◆ **ASSIGNMENT 1**:
Can you copy the excerpt on writing zombie scenes from "The shivers that" up to and including "spite and meaning."?
◆ **ASSIGNMENT 2**:
Answer these questions about the excerpt on writing zombie scenes:
(a) What does Lucinda occlude?
(b) In what form do the lidar sweeps render the long arc of the concourse?
(c) What kind of rodeo does the writer say this was not their first?
◆ **ASSIGNMENT 3**:
Can you pick up the excerpt on writing zombie scenes after its last sentence and keep going in the same voice?

====== READING PASSAGE ======

And space marines vs space zombies in my Cruel Stars novels.
They moved carefully through the mounds of torn dead flesh, but every step of the massive armoured suits liberated some new chunk, or severed limb, or disturbed and drifting carrion cloud. Lucinda swept her arc. Ignored the loathsome and macabre tailings of the war crime which had been done here. Blood splatters painted the walls like the blazoned pennants of some demon army. The armoured suits were the aberration. Perverse in their clean lines and functional movement. The heinous dead had dominion now. She and the living were intruders.
The shivers that ran up and down her limbs threatened to morph into deep body spasms of revulsion. She occluded her faceplate, cutting off her vision of the passageway, relying instead on lidar sweeps from the suit’s external sensor nodes that rendered the long arc of the concourse in the simplest form, as a ray-traced outline, with dense clumps of organic matter represented by purely figurative geometries, emptied of spite and meaning.
So, long story short, this was not my first undead rodeo. And as I was staring at my screen, knowing I had to come up with a new and exciting way to describe something I’d already described many, many times before, I just wasn’t feeling it.
I was not feeling it so fucking hard that, as the hours piled up, I experienced a sort of discomfort which was not quite writer’s block, but which felt nearly as miserable as it did familiar. I was suffering for this bullshit.

====== EXCERPTED DATA ======

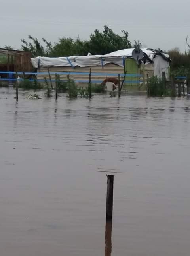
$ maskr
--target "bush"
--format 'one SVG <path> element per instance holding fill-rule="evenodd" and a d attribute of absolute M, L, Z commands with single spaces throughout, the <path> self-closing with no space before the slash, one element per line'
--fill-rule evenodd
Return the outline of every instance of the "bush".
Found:
<path fill-rule="evenodd" d="M 33 89 L 34 90 L 43 89 L 42 85 L 35 79 L 34 81 L 28 79 L 23 79 L 18 83 L 18 87 L 25 89 Z"/>
<path fill-rule="evenodd" d="M 91 85 L 91 91 L 96 93 L 101 93 L 104 92 L 104 88 L 101 84 L 92 84 Z"/>
<path fill-rule="evenodd" d="M 55 75 L 55 83 L 57 86 L 57 89 L 60 92 L 65 93 L 68 89 L 68 85 L 67 82 L 63 82 L 60 80 L 60 76 L 59 75 Z"/>
<path fill-rule="evenodd" d="M 170 96 L 171 92 L 166 86 L 165 81 L 157 76 L 148 79 L 149 95 L 151 96 Z"/>
<path fill-rule="evenodd" d="M 171 73 L 174 76 L 186 76 L 190 72 L 189 67 L 185 67 L 183 66 L 180 66 L 175 69 L 172 70 Z"/>

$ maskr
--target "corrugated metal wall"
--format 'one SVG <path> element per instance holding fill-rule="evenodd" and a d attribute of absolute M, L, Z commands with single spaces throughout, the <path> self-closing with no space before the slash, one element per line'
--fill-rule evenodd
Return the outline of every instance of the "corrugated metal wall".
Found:
<path fill-rule="evenodd" d="M 116 74 L 124 74 L 124 68 L 118 66 L 115 64 L 106 64 L 103 66 L 103 68 L 102 66 L 93 66 L 89 67 L 79 67 L 77 66 L 74 68 L 72 67 L 58 67 L 58 66 L 42 66 L 38 69 L 38 72 L 47 72 L 48 69 L 49 68 L 49 70 L 50 73 L 51 72 L 84 72 L 89 73 L 90 68 L 91 69 L 91 72 L 93 73 L 114 73 Z M 47 79 L 49 79 L 48 75 L 44 75 L 43 74 L 38 74 L 37 76 L 38 79 L 44 79 L 46 76 Z M 55 75 L 51 75 L 51 78 L 52 80 L 55 79 Z M 117 77 L 118 76 L 116 76 Z M 89 75 L 87 74 L 71 74 L 70 76 L 71 79 L 73 79 L 76 81 L 78 82 L 85 82 L 88 81 Z M 92 82 L 101 83 L 107 77 L 105 74 L 104 75 L 93 76 L 92 75 L 91 80 Z M 60 79 L 62 80 L 66 80 L 67 76 L 66 75 L 61 75 Z"/>

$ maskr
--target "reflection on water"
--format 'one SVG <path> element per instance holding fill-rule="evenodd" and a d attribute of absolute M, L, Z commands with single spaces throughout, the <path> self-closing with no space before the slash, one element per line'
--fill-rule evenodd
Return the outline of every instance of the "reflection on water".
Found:
<path fill-rule="evenodd" d="M 110 256 L 112 253 L 112 221 L 106 221 L 105 233 L 105 256 Z"/>
<path fill-rule="evenodd" d="M 0 88 L 1 256 L 189 255 L 189 99 L 28 92 Z"/>

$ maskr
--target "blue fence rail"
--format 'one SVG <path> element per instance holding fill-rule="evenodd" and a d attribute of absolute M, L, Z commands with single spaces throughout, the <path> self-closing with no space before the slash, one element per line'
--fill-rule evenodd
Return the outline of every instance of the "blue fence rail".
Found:
<path fill-rule="evenodd" d="M 7 78 L 1 78 L 1 74 L 6 75 Z M 89 72 L 50 72 L 49 74 L 51 76 L 55 76 L 56 74 L 57 75 L 61 75 L 62 76 L 68 76 L 70 75 L 75 75 L 78 76 L 78 78 L 80 78 L 80 76 L 84 76 L 84 75 L 88 75 L 89 74 Z M 125 75 L 124 74 L 120 74 L 120 76 L 122 79 L 124 78 L 125 76 L 125 78 L 131 78 L 131 79 L 134 78 L 137 78 L 137 80 L 136 81 L 131 80 L 130 81 L 129 80 L 125 80 L 125 83 L 139 83 L 140 80 L 139 78 L 142 78 L 143 76 L 142 75 L 140 75 L 139 74 L 126 74 Z M 14 71 L 9 71 L 9 72 L 5 72 L 5 71 L 0 71 L 0 80 L 4 81 L 15 81 L 17 80 L 16 78 L 13 78 L 13 76 L 16 76 L 16 75 L 22 75 L 23 76 L 24 75 L 31 75 L 34 76 L 37 76 L 38 75 L 40 75 L 42 76 L 44 75 L 44 78 L 46 78 L 46 80 L 48 81 L 49 81 L 50 80 L 49 78 L 49 74 L 48 72 L 15 72 Z M 91 73 L 91 76 L 103 76 L 103 77 L 117 77 L 118 74 L 116 73 Z M 29 78 L 28 80 L 31 82 L 34 81 L 35 80 L 34 79 Z M 44 82 L 45 81 L 44 79 L 38 79 L 36 77 L 36 80 L 39 82 Z M 55 79 L 51 79 L 51 81 L 52 82 L 55 82 Z M 65 79 L 61 79 L 61 80 L 63 81 L 66 81 L 66 80 Z M 75 82 L 77 83 L 87 83 L 88 82 L 88 80 L 80 80 L 80 79 L 74 79 Z M 102 81 L 100 81 L 99 80 L 91 80 L 91 83 L 101 83 Z"/>

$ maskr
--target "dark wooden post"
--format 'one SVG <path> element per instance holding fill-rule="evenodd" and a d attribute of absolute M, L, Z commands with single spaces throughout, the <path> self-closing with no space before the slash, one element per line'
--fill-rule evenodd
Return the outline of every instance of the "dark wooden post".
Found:
<path fill-rule="evenodd" d="M 88 81 L 88 91 L 89 93 L 89 98 L 91 99 L 92 95 L 91 93 L 91 68 L 90 68 L 90 72 L 89 73 L 89 80 Z"/>
<path fill-rule="evenodd" d="M 184 86 L 184 82 L 183 82 L 183 83 L 182 84 L 182 85 L 183 86 L 183 97 L 184 97 L 185 95 L 185 87 Z"/>
<path fill-rule="evenodd" d="M 178 86 L 178 97 L 180 97 L 181 95 L 181 83 L 178 83 L 177 85 Z"/>
<path fill-rule="evenodd" d="M 149 97 L 150 96 L 150 89 L 148 74 L 148 73 L 146 74 L 146 84 L 147 85 L 147 95 L 148 97 Z"/>
<path fill-rule="evenodd" d="M 118 97 L 120 98 L 121 89 L 120 88 L 120 74 L 118 74 Z"/>
<path fill-rule="evenodd" d="M 107 175 L 107 197 L 106 202 L 106 220 L 111 221 L 113 216 L 113 196 L 114 175 Z"/>
<path fill-rule="evenodd" d="M 7 55 L 7 72 L 10 72 L 10 54 L 8 54 Z M 9 73 L 7 73 L 7 78 L 9 78 Z"/>
<path fill-rule="evenodd" d="M 19 100 L 19 91 L 18 90 L 18 74 L 16 72 L 16 99 L 17 101 Z"/>
<path fill-rule="evenodd" d="M 105 256 L 111 256 L 112 253 L 112 221 L 106 221 L 105 232 Z"/>
<path fill-rule="evenodd" d="M 188 74 L 187 75 L 186 79 L 186 83 L 187 85 L 187 95 L 188 95 L 189 94 L 189 78 L 190 78 L 190 76 L 189 74 Z"/>
<path fill-rule="evenodd" d="M 48 72 L 49 77 L 49 80 L 50 81 L 50 84 L 51 84 L 51 90 L 53 90 L 52 81 L 51 81 L 51 77 L 50 72 L 49 72 L 49 68 L 48 68 Z"/>
<path fill-rule="evenodd" d="M 55 100 L 57 101 L 57 98 L 58 97 L 58 76 L 57 76 L 57 74 L 55 74 Z"/>
<path fill-rule="evenodd" d="M 164 71 L 162 72 L 162 78 L 164 83 L 164 87 L 166 88 L 166 78 L 165 77 L 165 72 Z"/>
<path fill-rule="evenodd" d="M 171 76 L 171 88 L 172 91 L 172 97 L 176 97 L 176 89 L 175 88 L 175 79 L 173 75 L 172 75 Z"/>

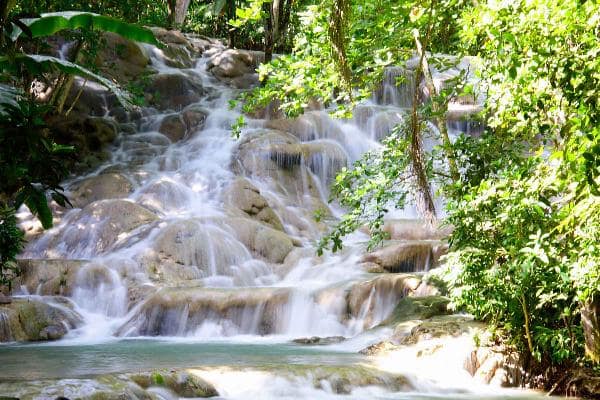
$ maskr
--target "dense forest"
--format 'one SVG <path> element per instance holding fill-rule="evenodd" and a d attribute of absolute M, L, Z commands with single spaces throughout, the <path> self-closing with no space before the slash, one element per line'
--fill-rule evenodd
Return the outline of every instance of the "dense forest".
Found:
<path fill-rule="evenodd" d="M 231 140 L 265 109 L 352 118 L 391 67 L 409 69 L 416 85 L 397 77 L 412 90 L 408 117 L 338 172 L 331 201 L 346 213 L 317 252 L 342 251 L 365 229 L 376 249 L 388 211 L 416 204 L 425 224 L 450 232 L 425 279 L 520 355 L 528 383 L 560 390 L 600 374 L 597 1 L 1 0 L 0 284 L 19 274 L 19 208 L 48 229 L 52 203 L 70 204 L 61 183 L 80 143 L 55 127 L 79 99 L 74 77 L 125 109 L 144 105 L 143 76 L 125 83 L 96 61 L 107 32 L 161 46 L 156 26 L 264 52 L 260 85 L 231 101 L 243 110 Z M 61 40 L 75 43 L 66 58 L 51 52 Z M 468 70 L 434 81 L 465 60 Z M 461 105 L 480 106 L 468 116 L 480 132 L 449 134 Z"/>

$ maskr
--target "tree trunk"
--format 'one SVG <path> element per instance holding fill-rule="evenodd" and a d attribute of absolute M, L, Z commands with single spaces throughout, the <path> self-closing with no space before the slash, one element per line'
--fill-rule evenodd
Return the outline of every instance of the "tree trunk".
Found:
<path fill-rule="evenodd" d="M 173 28 L 175 26 L 175 14 L 177 9 L 177 0 L 167 0 L 167 6 L 169 6 L 169 13 L 167 16 L 167 27 Z"/>
<path fill-rule="evenodd" d="M 427 55 L 425 54 L 425 50 L 419 40 L 419 31 L 416 29 L 413 31 L 413 36 L 415 38 L 415 44 L 417 46 L 417 53 L 421 58 L 421 69 L 423 71 L 423 76 L 425 77 L 425 84 L 427 85 L 427 90 L 431 95 L 431 108 L 435 117 L 436 125 L 440 130 L 440 136 L 442 137 L 443 149 L 446 158 L 448 159 L 448 165 L 450 166 L 450 176 L 454 182 L 458 182 L 460 179 L 460 174 L 458 172 L 458 167 L 456 166 L 456 160 L 454 158 L 454 152 L 452 151 L 452 143 L 450 142 L 450 137 L 448 136 L 448 126 L 446 125 L 446 110 L 442 110 L 439 103 L 435 101 L 434 97 L 439 96 L 437 89 L 433 83 L 433 77 L 431 76 L 431 70 L 429 69 L 429 62 L 427 61 Z M 418 86 L 418 81 L 417 81 Z"/>
<path fill-rule="evenodd" d="M 185 22 L 185 16 L 191 0 L 176 0 L 175 2 L 175 26 L 181 26 Z"/>
<path fill-rule="evenodd" d="M 235 18 L 235 0 L 227 0 L 227 20 L 232 20 Z M 229 28 L 229 43 L 228 47 L 235 47 L 235 28 Z"/>
<path fill-rule="evenodd" d="M 585 337 L 585 352 L 600 363 L 600 298 L 589 300 L 581 310 L 581 324 Z"/>
<path fill-rule="evenodd" d="M 264 43 L 264 51 L 265 51 L 265 64 L 271 62 L 273 59 L 273 8 L 272 3 L 264 3 L 263 11 L 266 14 L 265 17 L 265 43 Z"/>

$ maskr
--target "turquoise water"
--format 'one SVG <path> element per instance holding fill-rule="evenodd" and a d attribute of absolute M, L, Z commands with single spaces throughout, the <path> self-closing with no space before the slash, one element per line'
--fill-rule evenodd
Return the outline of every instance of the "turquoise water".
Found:
<path fill-rule="evenodd" d="M 0 346 L 0 382 L 212 365 L 347 365 L 360 359 L 358 354 L 285 343 L 186 343 L 138 339 L 89 345 L 60 345 L 60 342 L 8 344 Z"/>

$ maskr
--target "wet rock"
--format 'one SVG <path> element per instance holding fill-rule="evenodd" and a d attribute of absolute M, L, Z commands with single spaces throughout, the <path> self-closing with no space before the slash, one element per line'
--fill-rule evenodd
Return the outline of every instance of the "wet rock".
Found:
<path fill-rule="evenodd" d="M 292 340 L 292 342 L 297 343 L 297 344 L 307 344 L 307 345 L 328 345 L 328 344 L 340 343 L 340 342 L 343 342 L 344 340 L 346 340 L 346 338 L 343 336 L 327 336 L 327 337 L 312 336 L 312 337 L 308 337 L 308 338 L 294 339 L 294 340 Z"/>
<path fill-rule="evenodd" d="M 250 218 L 283 231 L 283 224 L 277 214 L 260 194 L 260 191 L 247 179 L 237 178 L 234 180 L 223 192 L 223 200 L 225 204 L 243 211 Z"/>
<path fill-rule="evenodd" d="M 151 211 L 164 213 L 182 209 L 189 204 L 192 195 L 193 192 L 189 187 L 164 178 L 140 189 L 136 203 Z"/>
<path fill-rule="evenodd" d="M 150 59 L 136 42 L 124 39 L 111 32 L 102 33 L 104 46 L 96 57 L 96 64 L 103 72 L 117 82 L 124 84 L 139 77 Z"/>
<path fill-rule="evenodd" d="M 344 143 L 344 133 L 327 112 L 309 111 L 298 118 L 280 118 L 265 121 L 265 127 L 294 135 L 302 142 L 332 139 Z"/>
<path fill-rule="evenodd" d="M 0 342 L 56 340 L 82 323 L 64 298 L 14 298 L 0 306 Z"/>
<path fill-rule="evenodd" d="M 182 140 L 186 134 L 186 126 L 179 114 L 167 115 L 160 123 L 158 131 L 175 143 Z"/>
<path fill-rule="evenodd" d="M 397 348 L 398 346 L 394 343 L 389 341 L 383 341 L 367 346 L 364 349 L 360 350 L 359 353 L 364 354 L 365 356 L 375 356 L 388 353 L 390 351 L 396 350 Z"/>
<path fill-rule="evenodd" d="M 95 201 L 70 218 L 68 224 L 47 238 L 42 257 L 102 254 L 125 240 L 134 229 L 157 219 L 146 208 L 122 199 Z"/>
<path fill-rule="evenodd" d="M 214 54 L 207 69 L 218 79 L 238 88 L 248 88 L 258 83 L 256 68 L 264 60 L 260 51 L 225 49 Z"/>
<path fill-rule="evenodd" d="M 258 131 L 241 140 L 232 156 L 232 169 L 246 176 L 272 180 L 279 192 L 292 198 L 295 205 L 309 208 L 309 212 L 318 208 L 327 210 L 326 205 L 307 204 L 307 198 L 320 199 L 320 192 L 308 167 L 296 162 L 297 155 L 284 157 L 267 150 L 298 144 L 296 137 L 285 132 Z"/>
<path fill-rule="evenodd" d="M 121 107 L 114 93 L 98 83 L 81 78 L 75 78 L 66 105 L 73 106 L 69 117 L 103 117 L 107 112 Z M 128 118 L 129 113 L 125 110 L 123 112 L 123 117 Z M 64 115 L 60 117 L 64 119 Z"/>
<path fill-rule="evenodd" d="M 371 274 L 381 274 L 386 272 L 386 270 L 381 265 L 376 264 L 374 262 L 362 262 L 360 263 L 360 265 L 365 271 Z"/>
<path fill-rule="evenodd" d="M 117 124 L 108 118 L 70 114 L 48 120 L 56 141 L 74 145 L 77 149 L 76 170 L 98 166 L 109 157 L 106 145 L 117 137 Z"/>
<path fill-rule="evenodd" d="M 383 231 L 391 240 L 441 240 L 451 232 L 450 227 L 429 226 L 419 220 L 386 221 Z"/>
<path fill-rule="evenodd" d="M 178 142 L 199 131 L 204 126 L 208 111 L 197 104 L 186 107 L 181 114 L 167 115 L 161 122 L 159 132 L 171 142 Z"/>
<path fill-rule="evenodd" d="M 371 327 L 378 316 L 387 314 L 383 308 L 391 312 L 400 299 L 413 294 L 420 285 L 420 278 L 410 274 L 385 274 L 356 283 L 346 296 L 348 313 L 362 316 L 365 327 Z"/>
<path fill-rule="evenodd" d="M 379 386 L 390 392 L 413 389 L 409 380 L 402 375 L 362 365 L 277 365 L 271 372 L 290 379 L 304 376 L 312 380 L 316 389 L 341 395 L 350 394 L 354 389 L 365 386 Z"/>
<path fill-rule="evenodd" d="M 401 299 L 385 325 L 398 325 L 411 320 L 425 320 L 438 315 L 449 314 L 450 300 L 444 296 L 404 297 Z"/>
<path fill-rule="evenodd" d="M 150 272 L 159 274 L 160 280 L 167 281 L 169 277 L 180 280 L 198 279 L 211 273 L 226 275 L 231 265 L 251 258 L 236 236 L 212 221 L 199 219 L 168 224 L 156 237 L 152 250 L 142 263 Z"/>
<path fill-rule="evenodd" d="M 180 336 L 224 320 L 224 336 L 278 333 L 278 316 L 288 296 L 284 288 L 163 289 L 144 302 L 118 335 Z"/>
<path fill-rule="evenodd" d="M 186 36 L 177 29 L 165 29 L 158 26 L 150 28 L 154 36 L 165 44 L 180 44 L 187 46 L 189 41 Z"/>
<path fill-rule="evenodd" d="M 282 263 L 294 248 L 294 242 L 284 232 L 250 219 L 232 218 L 228 221 L 232 233 L 250 251 L 272 263 Z"/>
<path fill-rule="evenodd" d="M 149 103 L 160 110 L 181 110 L 207 93 L 200 83 L 183 74 L 153 75 L 145 92 Z"/>
<path fill-rule="evenodd" d="M 127 197 L 133 185 L 118 173 L 105 173 L 80 180 L 69 188 L 69 200 L 73 207 L 83 208 L 98 200 Z"/>
<path fill-rule="evenodd" d="M 436 258 L 439 258 L 436 246 L 417 242 L 387 245 L 366 254 L 362 261 L 375 263 L 388 272 L 423 272 L 436 264 Z"/>
<path fill-rule="evenodd" d="M 29 293 L 44 296 L 69 296 L 77 271 L 87 261 L 20 259 L 17 262 L 21 276 L 15 281 L 15 286 L 25 287 Z"/>
<path fill-rule="evenodd" d="M 130 379 L 143 389 L 160 386 L 173 391 L 180 397 L 215 397 L 217 389 L 204 379 L 185 371 L 155 371 L 132 375 Z"/>
<path fill-rule="evenodd" d="M 600 362 L 600 298 L 590 299 L 584 304 L 581 325 L 586 354 L 595 362 Z"/>
<path fill-rule="evenodd" d="M 410 335 L 400 340 L 401 344 L 416 344 L 420 341 L 443 337 L 459 337 L 474 329 L 485 330 L 485 325 L 472 318 L 460 315 L 434 316 L 415 326 Z"/>
<path fill-rule="evenodd" d="M 0 293 L 0 305 L 10 304 L 12 303 L 12 299 L 4 294 Z"/>
<path fill-rule="evenodd" d="M 192 104 L 181 112 L 181 116 L 188 134 L 192 134 L 202 129 L 208 116 L 208 110 L 197 104 Z"/>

======

◆ **WRITTEN REPLY 1**:
The shivers that ran up and down her limbs threatened to morph into deep body spasms of revulsion. She occluded her faceplate, cutting off her vision of the passageway, relying instead on lidar sweeps from the suit’s external sensor nodes that rendered the long arc of the concourse in the simplest form, as a ray-traced outline, with dense clumps of organic matter represented by purely figurative geometries, emptied of spite and meaning.

◆ **WRITTEN REPLY 2**:
(a) Her faceplate.
(b) As a ray-traced outline.
(c) An undead rodeo.

◆ **WRITTEN REPLY 3**:
That’s what Colson Whitehead meant. And that, I think, for writers and artists at least, is the real menace and scourge of AI. Not the plagiarism, not the raging torrent of slop, not even all the melted glaciers from the lonely late-night sex-bot action. It’s the end of suffering.
I can only speak for writers—the other arts will have to make their own cases—but for writers, as much as we hate writing, we do love having written, to steal from Dorothy Parker. We especially think fondly of the writing when it was hard. I dunno why that passage this week was so tough to get down, but it was.
In the end, I had to draft it by hand, but having done that (rather than just tossing the problem to an AI, which probably could have solved it for me, or at least got me unblocked), I found that after half an hour or so of scratching away at my notebook, I’d fallen into the flow.
That flow state you’ve heard about, or possibly even experienced yourself—that weird, abstracted place we go when we’re doing something right at the edge of our abilities—that is the reward you get even when you don’t get both Pulitzers, or the big book deal, or the massive royalty payment.
That is the reward AI takes from you. Sure, it makes things easier, it really fucking does. But easier is not always better.
Writing is not just a skill. I think of it as a very human strength. (Reading is too, for what that’s worth.)
And like physical strength, it has to be trained constantly. You gotta get your reps in, even if and when you’ve done them countless times before. Because when you stop pushing against the weight and difficulty of your writing, your drawing, whatever, those muscles atrophy and your strength fades.
I worry about the baby authors coming after me, whether they’re students or would-be writers or whatever. I worry that, having grown up with AI, they haven’t had to really push the bar super hard just to get it an inch off their chest. They haven’t built those muscles, and they won’t get the opportunity to do so if AI consumes everything.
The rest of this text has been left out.